(Stored items from a collection)
++++++++++++++++++++
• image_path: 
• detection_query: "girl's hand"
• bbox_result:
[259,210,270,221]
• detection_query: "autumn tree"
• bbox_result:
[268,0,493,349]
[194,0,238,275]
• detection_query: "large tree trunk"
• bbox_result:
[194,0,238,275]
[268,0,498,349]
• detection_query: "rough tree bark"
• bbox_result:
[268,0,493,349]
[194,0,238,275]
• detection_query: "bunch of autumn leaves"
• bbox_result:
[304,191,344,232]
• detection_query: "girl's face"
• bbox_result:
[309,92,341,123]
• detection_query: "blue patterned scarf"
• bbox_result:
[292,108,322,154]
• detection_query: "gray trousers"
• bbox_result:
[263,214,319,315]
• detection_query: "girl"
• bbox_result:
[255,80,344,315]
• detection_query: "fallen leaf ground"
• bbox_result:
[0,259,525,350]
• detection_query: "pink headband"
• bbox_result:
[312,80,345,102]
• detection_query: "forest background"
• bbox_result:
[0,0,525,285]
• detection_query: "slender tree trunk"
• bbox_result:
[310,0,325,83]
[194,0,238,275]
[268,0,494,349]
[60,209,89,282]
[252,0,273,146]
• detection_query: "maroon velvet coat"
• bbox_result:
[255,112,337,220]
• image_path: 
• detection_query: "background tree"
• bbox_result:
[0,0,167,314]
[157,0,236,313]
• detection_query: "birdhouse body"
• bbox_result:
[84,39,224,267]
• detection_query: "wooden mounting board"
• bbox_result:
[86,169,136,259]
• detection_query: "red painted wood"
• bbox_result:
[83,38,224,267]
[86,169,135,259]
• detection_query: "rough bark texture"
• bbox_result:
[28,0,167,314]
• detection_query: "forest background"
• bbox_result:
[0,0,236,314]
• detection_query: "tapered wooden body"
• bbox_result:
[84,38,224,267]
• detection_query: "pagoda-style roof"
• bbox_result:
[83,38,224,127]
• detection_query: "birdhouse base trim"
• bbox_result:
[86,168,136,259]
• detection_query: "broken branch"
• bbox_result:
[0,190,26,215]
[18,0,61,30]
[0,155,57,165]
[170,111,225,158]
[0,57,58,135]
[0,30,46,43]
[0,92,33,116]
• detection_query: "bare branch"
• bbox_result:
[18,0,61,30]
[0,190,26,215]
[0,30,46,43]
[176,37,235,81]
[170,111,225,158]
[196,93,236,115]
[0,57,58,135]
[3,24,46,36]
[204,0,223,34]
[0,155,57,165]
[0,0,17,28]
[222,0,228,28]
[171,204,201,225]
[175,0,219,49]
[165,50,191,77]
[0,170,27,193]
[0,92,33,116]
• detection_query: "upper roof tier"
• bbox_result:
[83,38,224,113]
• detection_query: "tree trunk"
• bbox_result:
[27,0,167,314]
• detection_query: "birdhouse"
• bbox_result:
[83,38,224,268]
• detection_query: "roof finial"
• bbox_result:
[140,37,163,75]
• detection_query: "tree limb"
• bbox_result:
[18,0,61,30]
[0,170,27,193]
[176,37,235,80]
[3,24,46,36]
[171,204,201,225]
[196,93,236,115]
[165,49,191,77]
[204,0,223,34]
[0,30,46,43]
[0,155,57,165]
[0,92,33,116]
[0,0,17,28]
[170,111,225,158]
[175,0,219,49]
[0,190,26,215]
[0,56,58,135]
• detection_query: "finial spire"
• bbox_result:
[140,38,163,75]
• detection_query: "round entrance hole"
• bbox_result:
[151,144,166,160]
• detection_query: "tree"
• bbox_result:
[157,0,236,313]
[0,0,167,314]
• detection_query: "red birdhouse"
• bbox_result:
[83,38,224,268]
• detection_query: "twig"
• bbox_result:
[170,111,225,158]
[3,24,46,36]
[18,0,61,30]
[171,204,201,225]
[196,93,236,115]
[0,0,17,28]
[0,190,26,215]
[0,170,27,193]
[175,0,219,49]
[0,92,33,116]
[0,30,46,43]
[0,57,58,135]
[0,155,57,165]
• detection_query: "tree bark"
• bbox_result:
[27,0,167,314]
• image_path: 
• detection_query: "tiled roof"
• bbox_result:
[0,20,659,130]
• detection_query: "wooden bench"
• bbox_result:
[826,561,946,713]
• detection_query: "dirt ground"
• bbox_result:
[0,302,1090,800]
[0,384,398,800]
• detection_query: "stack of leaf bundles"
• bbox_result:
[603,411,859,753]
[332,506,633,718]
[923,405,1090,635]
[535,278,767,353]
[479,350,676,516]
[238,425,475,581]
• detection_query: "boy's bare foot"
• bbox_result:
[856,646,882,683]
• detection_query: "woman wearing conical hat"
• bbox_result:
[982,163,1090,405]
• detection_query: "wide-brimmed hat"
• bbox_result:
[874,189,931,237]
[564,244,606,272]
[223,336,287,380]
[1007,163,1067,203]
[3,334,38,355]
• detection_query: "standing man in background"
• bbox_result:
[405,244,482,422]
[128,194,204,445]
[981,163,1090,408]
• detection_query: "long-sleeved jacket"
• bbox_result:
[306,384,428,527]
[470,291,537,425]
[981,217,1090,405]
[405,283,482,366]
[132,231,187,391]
++++++++++++++++++++
* **YOUR TASK**:
Rewrite all of the rows above, swapping "forest background" for "woodland background" wherever it occurs and leaving everything else unchanged.

* **TASK RESPONSE**:
• image_path: 
• detection_query: "girl's hand"
• bbox_result:
[259,210,270,221]
• detection_query: "autumn tree"
• bbox_result:
[268,0,493,349]
[194,0,238,275]
• detection_query: "large tree trunk"
• bbox_result:
[194,0,238,275]
[268,0,498,349]
• detection_query: "rough tree bark"
• bbox_result:
[268,0,493,349]
[194,0,238,275]
• detection_query: "bunch of autumn leaves"
• bbox_result:
[304,191,344,232]
• detection_query: "girl's face"
• bbox_result:
[309,92,341,123]
• detection_query: "blue patterned scarf"
• bbox_result:
[292,108,322,154]
• detection_query: "gray trousers"
• bbox_result:
[263,214,319,315]
• detection_query: "girl"
• bbox_result:
[255,80,344,315]
• detection_query: "fallen leaf ground"
• bbox_result:
[0,259,525,350]
• detection_query: "pink headband"
• bbox_result:
[312,80,345,102]
• detection_query: "woodland background"
• bbox_result:
[0,0,525,285]
• detection_query: "slender tree trunk"
• bbox_result:
[310,0,325,83]
[194,0,238,275]
[268,0,494,349]
[60,209,89,282]
[252,0,273,146]
• detection_query: "maroon velvet coat"
• bbox_result:
[255,112,337,220]
• image_path: 
• detection_query: "background tree"
• bbox_result:
[0,0,167,314]
[157,0,236,313]
• detection_query: "birdhouse body"
• bbox_result:
[84,39,224,267]
• detection_query: "wooden mounting board"
• bbox_result:
[86,169,136,259]
• detection_query: "red painted wood"
• bbox_result:
[83,38,224,267]
[86,169,135,259]
• detection_query: "rough bark texture"
• bbox_result:
[28,0,167,314]
• detection_query: "woodland background"
• bbox_result:
[0,0,236,314]
• detection_query: "tapered wooden body"
• bbox_result:
[84,38,224,267]
• detection_query: "pagoda-style roof"
• bbox_result:
[83,38,224,127]
• detection_query: "birdhouse base trim"
• bbox_result:
[86,168,136,259]
• detection_query: "broken branch"
• bbox_result:
[0,190,26,215]
[18,0,61,30]
[0,155,57,165]
[170,111,225,158]
[0,57,58,135]
[0,30,46,43]
[0,92,33,116]
• detection_query: "bare branch"
• bbox_result:
[18,0,61,30]
[0,190,26,215]
[0,30,46,43]
[176,37,235,81]
[170,111,225,158]
[196,93,236,115]
[0,57,58,135]
[3,24,46,36]
[204,0,223,34]
[0,155,57,165]
[0,0,17,28]
[222,0,228,28]
[171,204,201,225]
[175,0,219,49]
[165,50,191,77]
[0,170,27,193]
[0,92,33,116]
• detection_query: "upper roof tier"
• bbox_result:
[83,38,224,113]
• detection_query: "tree trunk"
• bbox_result:
[27,0,167,314]
• detection_query: "birdhouse"
• bbox_result:
[83,38,224,268]
• detection_query: "roof finial"
• bbox_result:
[140,37,163,75]
• detection_query: "tree limb"
• bbox_result:
[18,0,61,30]
[0,170,27,193]
[176,37,235,80]
[3,24,46,36]
[171,204,201,225]
[196,93,236,115]
[165,49,191,77]
[204,0,223,34]
[0,30,46,43]
[0,155,57,165]
[0,92,33,116]
[0,0,17,28]
[170,111,225,158]
[175,0,219,49]
[0,190,26,215]
[0,56,58,135]
• detection_query: "finial spire"
• bbox_result:
[140,38,163,75]
• detection_query: "round entrance hole"
• bbox_result:
[151,144,166,160]
• detection_query: "tree"
• bbox_result:
[157,0,236,313]
[0,0,167,314]
• detection_query: "red birdhouse"
• bbox_result:
[83,38,224,268]
• detection_query: "twig"
• bbox_result:
[170,111,225,158]
[3,24,46,36]
[18,0,61,30]
[171,204,201,225]
[196,93,236,115]
[0,0,17,28]
[0,190,26,215]
[0,170,27,193]
[175,0,219,49]
[0,92,33,116]
[0,30,46,43]
[0,57,58,135]
[0,155,57,165]
• detection_query: "tree bark"
• bbox_result:
[27,0,167,314]
• image_path: 
• detection_query: "tiled roof"
• bbox_result:
[0,20,659,130]
• detection_query: "wooden bench"
• bbox_result:
[826,561,946,713]
• detection_query: "dirt ground"
• bbox_result:
[0,302,1090,800]
[0,384,398,800]
• detection_query: "stack of leaf bundles"
• bbox_result:
[603,411,859,753]
[332,506,633,718]
[923,405,1090,635]
[535,278,767,353]
[479,350,676,516]
[238,425,475,581]
• detection_query: "boy's bare foot"
• bbox_result:
[856,646,882,683]
• detection_query: "woman wearing conical hat"
• bbox_result:
[982,163,1090,405]
• detection_query: "wide-brimmed hat"
• bbox_result:
[874,189,931,237]
[564,244,606,272]
[223,336,287,380]
[1007,163,1067,203]
[3,334,38,355]
• detection_query: "standing man in background"
• bbox_result:
[405,244,482,422]
[128,194,204,445]
[981,163,1090,408]
• detection_query: "long-sleeved jacket"
• bbox_result:
[306,384,428,527]
[470,291,537,425]
[981,217,1090,405]
[405,283,482,366]
[132,231,187,391]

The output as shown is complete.